- TASK MATERIAL -
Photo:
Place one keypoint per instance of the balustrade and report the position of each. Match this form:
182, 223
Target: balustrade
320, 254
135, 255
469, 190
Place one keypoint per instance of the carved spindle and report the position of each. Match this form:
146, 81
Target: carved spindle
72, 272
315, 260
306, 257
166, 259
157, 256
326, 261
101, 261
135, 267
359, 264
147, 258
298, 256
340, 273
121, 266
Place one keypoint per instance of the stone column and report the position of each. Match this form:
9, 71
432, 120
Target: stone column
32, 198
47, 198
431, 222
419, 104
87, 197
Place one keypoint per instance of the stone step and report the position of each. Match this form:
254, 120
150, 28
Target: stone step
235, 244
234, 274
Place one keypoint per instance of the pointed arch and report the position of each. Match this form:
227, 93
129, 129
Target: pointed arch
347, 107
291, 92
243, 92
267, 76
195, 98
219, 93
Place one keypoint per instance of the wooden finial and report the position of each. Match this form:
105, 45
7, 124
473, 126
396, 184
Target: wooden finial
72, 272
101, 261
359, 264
* * *
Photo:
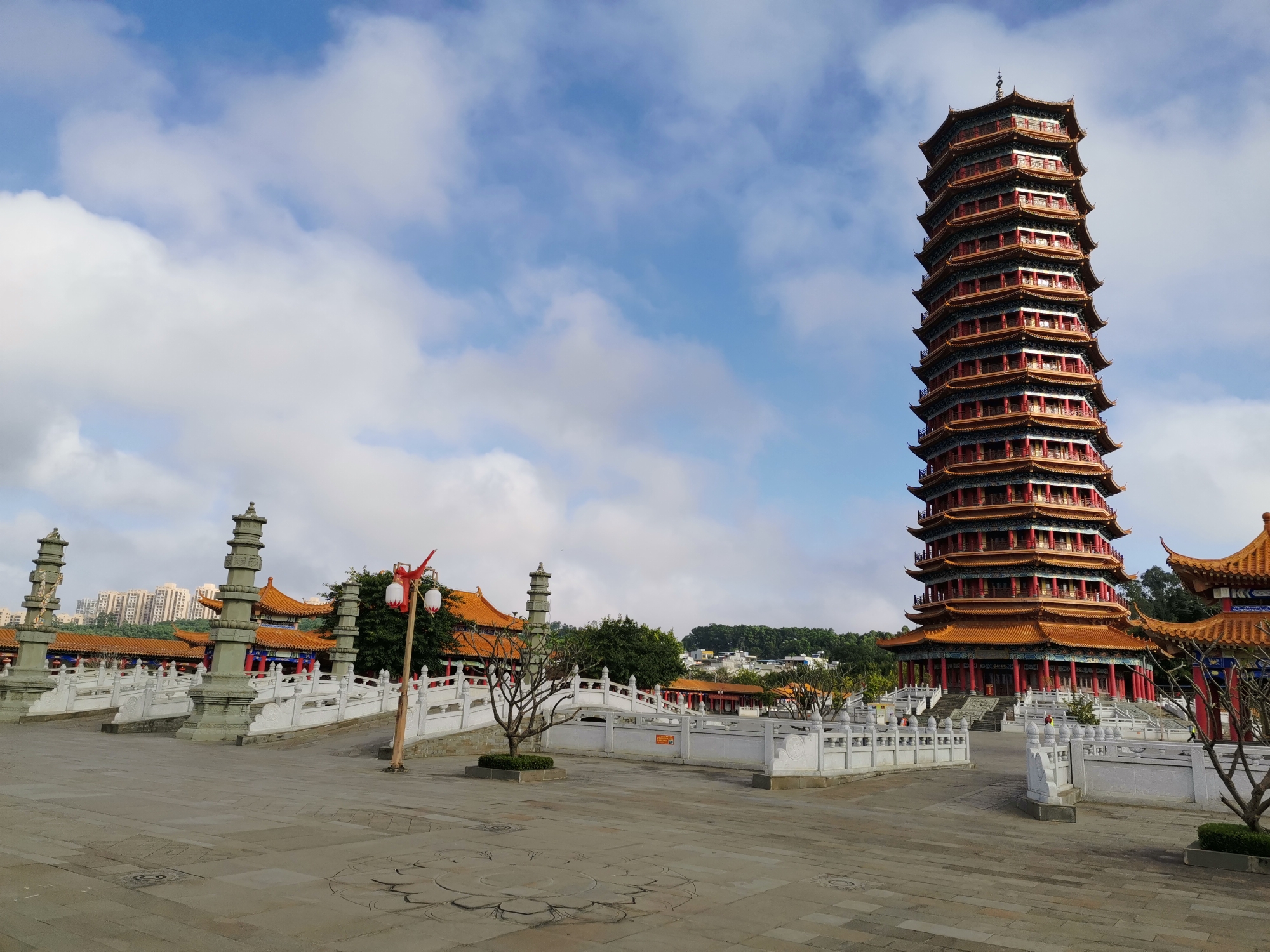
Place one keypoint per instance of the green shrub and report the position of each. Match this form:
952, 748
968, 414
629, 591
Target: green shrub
...
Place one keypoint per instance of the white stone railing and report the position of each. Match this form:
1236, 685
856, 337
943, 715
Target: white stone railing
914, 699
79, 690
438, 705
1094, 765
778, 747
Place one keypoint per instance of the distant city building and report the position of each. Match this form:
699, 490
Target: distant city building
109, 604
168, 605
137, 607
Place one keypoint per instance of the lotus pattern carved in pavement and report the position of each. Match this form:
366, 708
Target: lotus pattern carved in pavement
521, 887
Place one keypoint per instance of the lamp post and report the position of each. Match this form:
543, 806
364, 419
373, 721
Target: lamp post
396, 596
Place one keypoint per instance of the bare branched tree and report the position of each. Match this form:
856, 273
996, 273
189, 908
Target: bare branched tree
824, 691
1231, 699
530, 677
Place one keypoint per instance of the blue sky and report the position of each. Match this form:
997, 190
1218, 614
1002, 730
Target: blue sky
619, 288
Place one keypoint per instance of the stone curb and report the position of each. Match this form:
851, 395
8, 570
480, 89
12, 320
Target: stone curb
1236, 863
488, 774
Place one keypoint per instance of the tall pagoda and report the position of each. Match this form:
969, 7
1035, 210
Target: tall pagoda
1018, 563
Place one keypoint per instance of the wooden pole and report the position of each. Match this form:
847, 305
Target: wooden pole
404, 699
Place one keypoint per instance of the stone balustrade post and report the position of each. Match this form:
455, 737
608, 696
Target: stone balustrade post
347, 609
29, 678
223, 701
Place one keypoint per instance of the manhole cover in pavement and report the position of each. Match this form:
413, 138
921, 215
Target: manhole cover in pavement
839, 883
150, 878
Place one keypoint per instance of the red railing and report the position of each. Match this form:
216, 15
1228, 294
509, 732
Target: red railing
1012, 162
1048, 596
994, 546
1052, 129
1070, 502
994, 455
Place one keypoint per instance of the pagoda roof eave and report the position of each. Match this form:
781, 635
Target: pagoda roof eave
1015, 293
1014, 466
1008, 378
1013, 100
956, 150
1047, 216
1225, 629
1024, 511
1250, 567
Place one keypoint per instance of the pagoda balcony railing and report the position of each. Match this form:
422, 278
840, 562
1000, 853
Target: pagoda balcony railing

- WORK INSTRUCTION -
Within the data above, the span starting at the line containing "Place one keypoint per instance of the pagoda balcony" and ending at the line containing "Target: pagoda balcony railing" is to be retyped exactly, with no other lines.

- EXERCISE OUTPUT -
Place one keypoint per instance of the pagoda balcony railing and report the position of each. Match this form:
422, 278
840, 562
1000, 853
Target: pagoda balcony railing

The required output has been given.